Supplied text

This gives us a total of 6 magic squares to consider, each with four new cells which we can compute from the 5 known cells. In the typical case where none of the new cells are squares, we need to test three cells per magic square to know that it can’t possibly contain 7 squares total. So the naive accounting is that there are 24 new cells, and we need to test at least 18 of them.
However only 16 of the new cells are unique, and we can make use of that to reduce the typical number of is_square checks to 11.
First we place the squares on the diagonals, because all four of the new cells will be useful again later:
a 3E-a-c c
3E-a-d E 3E-b-c
d 3E-b-d b
Next we do the four row/diagonal combinations, each of which will reuse two of the results from above:
3E-a-c a c | 3E-b-c c b
a+c-d E b+d-c | a+d-c E b+c-d
d b 3E-b-d | a d 3E-a-d
---------------------------+----------------------------
3E-d-b d b | 3E-a-d a d
b+d-a E a+c-b | a+d-c E b+c-d
a c 3E-a-c | c b 3E-b-c
Finally we do the two rows/columns. All four new cells here are distinct from the ones above so we can’t skip any checks to see if they are square, but we may be able to reuse some intermediate results in computing the cell values. We use the fact that the corner cells are half the sum of the opposite-side centers:
(b+d)/2 a (b+c)/2
c E d
(a+d)/2 b (a+c)/2
Non-squared center case
The check for E=x (non-squared center) is similar, but simpler because both configurations can be checked by placing the known squares symmetrically (on the diagonals or centers), so only two checks are needed. Here everything is done with 64-bit math, instead of 128-bit as with the squared-center case.

Provided information
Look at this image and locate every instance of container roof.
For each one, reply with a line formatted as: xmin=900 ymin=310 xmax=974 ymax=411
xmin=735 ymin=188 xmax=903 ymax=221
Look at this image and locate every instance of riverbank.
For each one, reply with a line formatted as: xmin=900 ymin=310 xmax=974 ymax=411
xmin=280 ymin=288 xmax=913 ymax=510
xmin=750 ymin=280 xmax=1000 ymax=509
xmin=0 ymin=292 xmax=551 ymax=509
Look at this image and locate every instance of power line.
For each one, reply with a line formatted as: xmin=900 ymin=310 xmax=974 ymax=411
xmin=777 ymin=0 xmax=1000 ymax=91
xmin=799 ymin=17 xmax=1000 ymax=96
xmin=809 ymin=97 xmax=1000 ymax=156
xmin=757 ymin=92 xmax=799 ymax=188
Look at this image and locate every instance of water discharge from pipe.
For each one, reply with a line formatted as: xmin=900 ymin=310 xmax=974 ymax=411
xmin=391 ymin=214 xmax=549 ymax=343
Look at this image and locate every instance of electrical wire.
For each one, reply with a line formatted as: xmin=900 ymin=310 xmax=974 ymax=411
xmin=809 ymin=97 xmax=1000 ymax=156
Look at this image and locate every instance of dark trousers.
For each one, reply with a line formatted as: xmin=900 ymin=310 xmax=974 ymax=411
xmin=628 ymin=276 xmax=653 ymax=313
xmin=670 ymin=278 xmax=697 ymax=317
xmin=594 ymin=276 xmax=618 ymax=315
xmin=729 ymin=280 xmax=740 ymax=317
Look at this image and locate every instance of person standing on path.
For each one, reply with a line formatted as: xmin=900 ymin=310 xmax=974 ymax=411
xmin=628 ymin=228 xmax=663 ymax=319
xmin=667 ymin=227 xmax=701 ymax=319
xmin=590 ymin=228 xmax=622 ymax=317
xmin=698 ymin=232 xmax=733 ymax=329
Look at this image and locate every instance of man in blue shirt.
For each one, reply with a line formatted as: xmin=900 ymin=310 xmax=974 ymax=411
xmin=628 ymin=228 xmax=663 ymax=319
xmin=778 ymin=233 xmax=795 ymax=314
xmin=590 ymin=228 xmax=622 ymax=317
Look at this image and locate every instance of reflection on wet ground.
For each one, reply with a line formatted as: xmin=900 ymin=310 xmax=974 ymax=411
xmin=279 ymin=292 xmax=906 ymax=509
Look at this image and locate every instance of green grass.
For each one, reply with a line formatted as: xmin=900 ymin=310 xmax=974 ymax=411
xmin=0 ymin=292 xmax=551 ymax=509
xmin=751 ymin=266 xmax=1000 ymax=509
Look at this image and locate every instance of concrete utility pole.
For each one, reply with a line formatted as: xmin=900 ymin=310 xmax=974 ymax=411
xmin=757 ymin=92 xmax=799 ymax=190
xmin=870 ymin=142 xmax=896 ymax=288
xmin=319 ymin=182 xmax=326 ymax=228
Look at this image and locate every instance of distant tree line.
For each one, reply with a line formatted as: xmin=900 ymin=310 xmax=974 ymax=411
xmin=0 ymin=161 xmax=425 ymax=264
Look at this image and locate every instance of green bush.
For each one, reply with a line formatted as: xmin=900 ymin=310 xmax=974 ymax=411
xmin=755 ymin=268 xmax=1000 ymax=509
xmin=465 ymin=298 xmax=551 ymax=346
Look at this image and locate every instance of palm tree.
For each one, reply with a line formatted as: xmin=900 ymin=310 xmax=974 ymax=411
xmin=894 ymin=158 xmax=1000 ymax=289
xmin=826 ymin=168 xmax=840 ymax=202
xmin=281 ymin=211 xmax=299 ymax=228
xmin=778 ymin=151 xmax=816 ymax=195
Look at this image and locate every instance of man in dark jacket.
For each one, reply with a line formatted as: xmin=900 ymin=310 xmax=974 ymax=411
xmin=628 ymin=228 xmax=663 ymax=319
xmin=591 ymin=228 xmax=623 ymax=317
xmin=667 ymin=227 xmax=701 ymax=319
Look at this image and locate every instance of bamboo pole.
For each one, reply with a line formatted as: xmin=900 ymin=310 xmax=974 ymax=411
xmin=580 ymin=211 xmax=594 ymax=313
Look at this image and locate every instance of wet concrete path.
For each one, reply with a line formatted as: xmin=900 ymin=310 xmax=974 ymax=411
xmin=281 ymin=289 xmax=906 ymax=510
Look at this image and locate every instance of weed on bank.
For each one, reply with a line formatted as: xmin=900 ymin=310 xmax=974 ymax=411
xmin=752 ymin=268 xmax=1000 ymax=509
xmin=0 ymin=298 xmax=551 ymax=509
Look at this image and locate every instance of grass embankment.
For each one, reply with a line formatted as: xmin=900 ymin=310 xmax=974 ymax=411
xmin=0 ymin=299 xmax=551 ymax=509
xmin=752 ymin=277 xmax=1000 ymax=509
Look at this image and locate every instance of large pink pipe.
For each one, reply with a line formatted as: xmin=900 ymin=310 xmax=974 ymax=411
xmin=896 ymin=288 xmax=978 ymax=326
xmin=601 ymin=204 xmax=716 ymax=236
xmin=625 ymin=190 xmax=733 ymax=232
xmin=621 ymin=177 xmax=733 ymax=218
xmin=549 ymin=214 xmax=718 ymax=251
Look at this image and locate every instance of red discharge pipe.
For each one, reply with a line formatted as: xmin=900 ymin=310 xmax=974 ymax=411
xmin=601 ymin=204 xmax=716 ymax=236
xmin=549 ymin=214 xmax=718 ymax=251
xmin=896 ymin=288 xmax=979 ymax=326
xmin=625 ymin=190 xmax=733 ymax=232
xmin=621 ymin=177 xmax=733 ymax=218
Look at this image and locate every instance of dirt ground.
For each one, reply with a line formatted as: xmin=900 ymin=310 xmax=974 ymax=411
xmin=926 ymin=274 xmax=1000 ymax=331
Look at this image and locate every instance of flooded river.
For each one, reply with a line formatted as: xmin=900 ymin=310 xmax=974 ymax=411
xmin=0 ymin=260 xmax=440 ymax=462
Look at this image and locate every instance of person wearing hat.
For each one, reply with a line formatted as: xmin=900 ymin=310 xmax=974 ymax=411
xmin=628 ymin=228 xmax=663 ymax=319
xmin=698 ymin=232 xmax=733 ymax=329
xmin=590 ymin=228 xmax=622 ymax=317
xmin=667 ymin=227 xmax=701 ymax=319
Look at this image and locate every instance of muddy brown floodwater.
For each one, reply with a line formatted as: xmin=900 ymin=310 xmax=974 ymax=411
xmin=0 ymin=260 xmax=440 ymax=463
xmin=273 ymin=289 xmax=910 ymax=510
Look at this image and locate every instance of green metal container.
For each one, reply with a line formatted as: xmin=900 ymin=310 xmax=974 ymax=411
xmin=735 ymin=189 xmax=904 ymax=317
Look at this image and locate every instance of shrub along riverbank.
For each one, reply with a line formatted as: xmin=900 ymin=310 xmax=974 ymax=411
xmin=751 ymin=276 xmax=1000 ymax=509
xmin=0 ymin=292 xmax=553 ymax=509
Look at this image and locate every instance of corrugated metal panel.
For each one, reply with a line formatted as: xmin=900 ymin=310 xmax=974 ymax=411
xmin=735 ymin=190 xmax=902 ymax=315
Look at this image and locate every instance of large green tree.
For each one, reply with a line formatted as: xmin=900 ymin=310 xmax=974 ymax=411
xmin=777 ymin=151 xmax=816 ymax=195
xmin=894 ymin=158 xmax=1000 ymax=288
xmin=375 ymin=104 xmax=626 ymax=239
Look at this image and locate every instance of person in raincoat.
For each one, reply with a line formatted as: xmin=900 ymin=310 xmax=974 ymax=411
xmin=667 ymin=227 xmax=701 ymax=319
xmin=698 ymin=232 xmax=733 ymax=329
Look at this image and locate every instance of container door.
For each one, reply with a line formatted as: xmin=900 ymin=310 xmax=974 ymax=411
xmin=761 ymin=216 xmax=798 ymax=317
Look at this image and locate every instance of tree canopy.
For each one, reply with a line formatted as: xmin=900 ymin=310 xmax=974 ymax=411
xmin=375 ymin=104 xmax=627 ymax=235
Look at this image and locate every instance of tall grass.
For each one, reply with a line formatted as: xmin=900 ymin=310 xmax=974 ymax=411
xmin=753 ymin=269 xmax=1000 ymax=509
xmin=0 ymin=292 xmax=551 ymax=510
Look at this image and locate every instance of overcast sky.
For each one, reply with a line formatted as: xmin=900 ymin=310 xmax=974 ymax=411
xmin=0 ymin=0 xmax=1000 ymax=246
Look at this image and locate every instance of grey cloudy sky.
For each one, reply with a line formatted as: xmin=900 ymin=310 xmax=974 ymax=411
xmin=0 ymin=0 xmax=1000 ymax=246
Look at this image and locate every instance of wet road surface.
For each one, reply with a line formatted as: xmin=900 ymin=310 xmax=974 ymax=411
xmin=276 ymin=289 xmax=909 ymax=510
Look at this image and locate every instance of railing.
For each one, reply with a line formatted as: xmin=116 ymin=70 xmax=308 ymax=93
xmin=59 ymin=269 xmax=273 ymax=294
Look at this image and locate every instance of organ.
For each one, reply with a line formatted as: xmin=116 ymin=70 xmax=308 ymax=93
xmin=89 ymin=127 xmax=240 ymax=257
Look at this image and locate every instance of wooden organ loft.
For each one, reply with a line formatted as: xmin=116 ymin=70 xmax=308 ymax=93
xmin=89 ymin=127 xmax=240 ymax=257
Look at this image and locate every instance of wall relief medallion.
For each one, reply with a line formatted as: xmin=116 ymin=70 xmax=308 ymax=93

Task
Reproduce word for word the part of the magic squares text above that starts at "This gives us" and ends after "checks to 11.".

Response
This gives us a total of 6 magic squares to consider, each with four new cells which we can compute from the 5 known cells. In the typical case where none of the new cells are squares, we need to test three cells per magic square to know that it can’t possibly contain 7 squares total. So the naive accounting is that there are 24 new cells, and we need to test at least 18 of them.
However only 16 of the new cells are unique, and we can make use of that to reduce the typical number of is_square checks to 11.